_Requirements_.
1 – Rewrite the stretch of the excerpt on equality in the United States from "Since wages for" through "that produce injustice.", replacing "tax policies" with "fiscal policies".
2 – Decide whether each statement agrees with the excerpt on equality in the United States, answering yes or no and quoting the deciding words: (a) Sonya Clark mopped a museum floor by hand; (b) the authors of the tax study are historians; (c) domestic violence against women is described as declining.
3 – Resume the excerpt on equality in the United States after its final sentence.

_Selected excerpt_.
((
Why do many U.S. citizens continue to see their home as a place of equality? The African American artist Sonya Clark deployed her own woman’s body to interrupt business as usual this summer, mopping the floor of a Philadelphia museum by hand where the U.S. Declaration of Independence is inscribed. Embodying the long history of domestic work as the most that African American women could hope for in the United States, Clark’s performance piece reminds us that employment in the United States not only never was equal but may never be equal across racial differences.
Since wages for the same work still differ based on gender and race, since domestic violence against women continues without abating, since sexual violence against women continues to pervade nearly all societies, since police violence against women of color continues without reserve, embodying equality is no easy task.
Many experts would agree with Sonya Clark when it comes to economic inequality. A major recent study of the history of tax payments has documented how tax policies over the past half century in the United States have unequally benefitted the wealthy. For the authors, both academic economists, that means that even a nation that claims to be at the forefront of world democracies can be practicing policies that produce injustice.
))
_Provided data_.
((
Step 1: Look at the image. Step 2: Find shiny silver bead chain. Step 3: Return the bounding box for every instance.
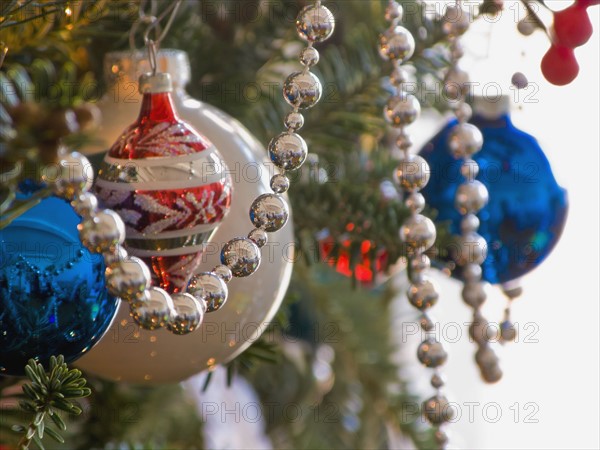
))
_Written answers_.
1 –
Since wages for the same work still differ based on gender and race, since domestic violence against women continues without abating, since sexual violence against women continues to pervade nearly all societies, since police violence against women of color continues without reserve, embodying equality is no easy task.
Many experts would agree with Sonya Clark when it comes to economic inequality. A major recent study of the history of tax payments has documented how fiscal policies over the past half century in the United States have unequally benefitted the wealthy. For the authors, both academic economists, that means that even a nation that claims to be at the forefront of world democracies can be practicing policies that produce injustice.

2 –
(a) Yes: "mopping the floor of a Philadelphia museum by hand"
(b) No: "both academic economists"
(c) No: "domestic violence against women continues without abating"

3 –
The economist Thomas Piketty demonstrated that capitalism produces inequality in his well-known critique, Capital in the Twenty-First Century in 2013. His new book on capitalism includes many specific policy solutions to economic inequality that would force the superwealthy to share the wealth society produces. Capitalism and the spread of neoliberal poison have spelled the near-death of the ethics of sharing, if we focus not on individual virtuosity but on social attitudes and policies.
What would it take to embody equality? How can we do that as individuals? How can entire societies and nations put such abstract ideas into practice? Giving attention to the concrete evidence of women’s bodies is one way to interrupt pie-in-the sky abstractions like “equality,” according to Gayatri Spivak.
So when Sonya Clark works with the gendered and racialized working body to interrupt business as usual, it becomes possible to interrogate democracy as we know it. Clark’s clearing away of the dust of unequal history also allows her audience to imagine the new forms that democracy must take if equality will ever become anything more than the seductive work of flim flam artists, of elected leaders, and of others unable to pursue the general interest.

August 30, 2019

Other Democracies: Hong Kong Lessons in Democracy

               While there has been much debate about the Yellow Vest movement’s decentralized strategy of operating without a clearly defined leadership across France, similar developments are now emerging in Hong Kong.  While France may proudly claim its historical importance for global democracy, that is not the case in the People’s Republic of China.  So what do the recent struggle in Hong Kong between many citizens and the PRC government have to say about democracy?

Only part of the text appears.